▶ [Your instructions] Could you put every line of the data below into a Markdown table with the columns Row and Data line, numbering each row and leaving out any blank lines?

▶ [Exercise material]
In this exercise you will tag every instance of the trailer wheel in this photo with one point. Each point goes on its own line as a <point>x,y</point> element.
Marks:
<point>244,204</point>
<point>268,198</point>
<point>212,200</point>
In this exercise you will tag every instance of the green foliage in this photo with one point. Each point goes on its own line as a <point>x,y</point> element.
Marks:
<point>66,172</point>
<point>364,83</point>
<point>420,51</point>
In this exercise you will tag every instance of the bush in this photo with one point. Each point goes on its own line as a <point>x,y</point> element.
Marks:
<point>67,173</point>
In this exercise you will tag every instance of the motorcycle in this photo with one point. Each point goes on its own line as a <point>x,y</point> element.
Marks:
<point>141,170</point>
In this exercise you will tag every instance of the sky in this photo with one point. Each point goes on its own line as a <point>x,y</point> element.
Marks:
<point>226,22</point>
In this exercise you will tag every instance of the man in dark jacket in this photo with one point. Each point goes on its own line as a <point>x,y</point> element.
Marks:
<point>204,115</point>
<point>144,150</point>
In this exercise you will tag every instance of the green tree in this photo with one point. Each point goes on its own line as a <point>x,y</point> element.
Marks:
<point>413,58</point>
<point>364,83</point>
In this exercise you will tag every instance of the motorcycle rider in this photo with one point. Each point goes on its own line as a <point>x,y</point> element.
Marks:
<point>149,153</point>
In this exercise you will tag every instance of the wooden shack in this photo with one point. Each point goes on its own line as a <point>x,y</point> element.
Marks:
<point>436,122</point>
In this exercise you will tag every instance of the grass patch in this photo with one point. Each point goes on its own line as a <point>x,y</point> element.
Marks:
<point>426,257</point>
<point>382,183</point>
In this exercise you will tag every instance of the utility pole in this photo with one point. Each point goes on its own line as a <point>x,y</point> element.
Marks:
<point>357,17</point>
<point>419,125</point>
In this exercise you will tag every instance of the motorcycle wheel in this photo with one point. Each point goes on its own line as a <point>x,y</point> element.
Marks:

▶ [Output for this exercise]
| Row | Data line |
|---|---|
| 1 | In this exercise you will tag every instance of the trailer wheel in this photo with one point. Each point goes on its own line as a <point>x,y</point> element. |
| 2 | Marks: |
| 3 | <point>244,204</point> |
| 4 | <point>268,198</point> |
| 5 | <point>212,200</point> |
| 6 | In this exercise you will tag every instance of the green foliage in this photo with one point. Each point goes on its own line as a <point>x,y</point> element. |
| 7 | Marks: |
| 8 | <point>66,172</point> |
| 9 | <point>364,83</point> |
| 10 | <point>420,51</point> |
| 11 | In this exercise you will tag every instance of the bush in this photo with one point. Each point goes on its own line as a <point>x,y</point> element. |
| 12 | Marks: |
| 13 | <point>67,173</point> |
| 14 | In this exercise you will tag every instance of the motorcycle in this photo with one point. Each point goes on its own line as a <point>x,y</point> element. |
| 15 | Marks: |
| 16 | <point>141,170</point> |
| 17 | In this exercise you will tag every instance of the sky in this photo with one point. Each point goes on its own line as a <point>x,y</point> element. |
| 18 | Marks: |
| 19 | <point>226,22</point> |
| 20 | In this exercise you will tag every instance of the man in dark jacket in this photo with one point. Each point goes on its own line as a <point>x,y</point> element. |
| 21 | Marks: |
| 22 | <point>204,115</point> |
| 23 | <point>144,150</point> |
| 24 | In this exercise you will tag every instance of the green tree in this photo with one point. Each point goes on its own line as a <point>x,y</point> element. |
| 25 | Marks: |
| 26 | <point>413,58</point> |
| 27 | <point>364,83</point> |
| 28 | In this exercise you will tag every instance of the motorcycle rider in this photo with one point. Each point goes on its own line as a <point>x,y</point> element. |
| 29 | Marks: |
| 30 | <point>149,153</point> |
| 31 | In this exercise you will tag every instance of the wooden shack in this photo with one point. Each point goes on its own line as a <point>x,y</point> element. |
| 32 | Marks: |
| 33 | <point>436,122</point> |
| 34 | In this exercise you will tag every instance of the grass patch in this photo with one point. Each point goes on its own line as a <point>x,y</point> element. |
| 35 | Marks: |
| 36 | <point>426,257</point> |
| 37 | <point>382,183</point> |
| 38 | In this exercise you will tag every instance of the utility pole in this photo with one point. Each point goes on its own line as a <point>x,y</point> element. |
| 39 | Marks: |
| 40 | <point>357,17</point> |
| 41 | <point>419,125</point> |
| 42 | In this exercise you will tag every instance of the motorcycle wheel in this photo with one point. Each point goes on its own line as a <point>x,y</point> element. |
| 43 | Marks: |